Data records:
====================

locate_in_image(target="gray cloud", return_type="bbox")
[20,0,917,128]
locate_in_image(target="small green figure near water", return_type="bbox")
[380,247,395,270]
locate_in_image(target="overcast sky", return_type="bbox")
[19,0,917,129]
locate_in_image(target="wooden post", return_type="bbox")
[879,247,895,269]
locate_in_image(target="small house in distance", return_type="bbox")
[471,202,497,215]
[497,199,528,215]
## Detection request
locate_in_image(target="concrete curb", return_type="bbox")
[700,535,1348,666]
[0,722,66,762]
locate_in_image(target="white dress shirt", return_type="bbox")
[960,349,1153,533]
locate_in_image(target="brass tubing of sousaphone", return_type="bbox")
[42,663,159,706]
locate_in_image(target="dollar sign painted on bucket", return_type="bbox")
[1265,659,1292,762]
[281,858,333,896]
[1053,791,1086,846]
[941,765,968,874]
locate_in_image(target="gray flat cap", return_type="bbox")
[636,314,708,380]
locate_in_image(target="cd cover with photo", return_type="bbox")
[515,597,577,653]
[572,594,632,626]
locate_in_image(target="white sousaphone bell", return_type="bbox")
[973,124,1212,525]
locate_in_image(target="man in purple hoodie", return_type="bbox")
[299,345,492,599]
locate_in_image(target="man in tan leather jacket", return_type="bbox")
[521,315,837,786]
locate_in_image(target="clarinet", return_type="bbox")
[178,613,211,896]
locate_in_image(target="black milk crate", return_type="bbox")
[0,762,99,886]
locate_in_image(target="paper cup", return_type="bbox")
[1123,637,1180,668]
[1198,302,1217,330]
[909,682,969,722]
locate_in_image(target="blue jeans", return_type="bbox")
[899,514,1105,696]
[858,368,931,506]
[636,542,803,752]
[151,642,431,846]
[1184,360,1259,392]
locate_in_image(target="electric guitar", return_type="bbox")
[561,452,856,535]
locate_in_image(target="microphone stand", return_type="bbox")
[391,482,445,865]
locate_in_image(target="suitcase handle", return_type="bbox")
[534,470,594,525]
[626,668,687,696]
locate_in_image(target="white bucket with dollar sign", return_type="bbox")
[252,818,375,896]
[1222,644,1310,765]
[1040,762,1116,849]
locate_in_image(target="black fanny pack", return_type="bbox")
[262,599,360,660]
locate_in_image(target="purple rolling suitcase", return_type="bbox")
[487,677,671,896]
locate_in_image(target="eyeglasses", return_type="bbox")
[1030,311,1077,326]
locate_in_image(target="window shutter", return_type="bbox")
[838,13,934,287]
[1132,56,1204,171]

====================

Given task: Reproduce exactly the line that holds "bucket with dollar", then every line after it, ending with the final line of the records above.

The result:
locate_in_image(target="white bucket with dollar sign", return_type="bbox")
[252,818,375,896]
[1222,644,1310,765]
[1040,762,1116,849]
locate_in_image(target="black fanny pack", return_type="bbox")
[262,599,360,660]
locate_in_image(target="purple rolling suitcase", return_type="bbox")
[487,677,671,896]
locate_in_image(target="eyeglasses", return_type="bbox")
[1030,311,1077,326]
locate_in_image(target="window shutter", return_type="bbox")
[838,13,934,287]
[1132,56,1204,171]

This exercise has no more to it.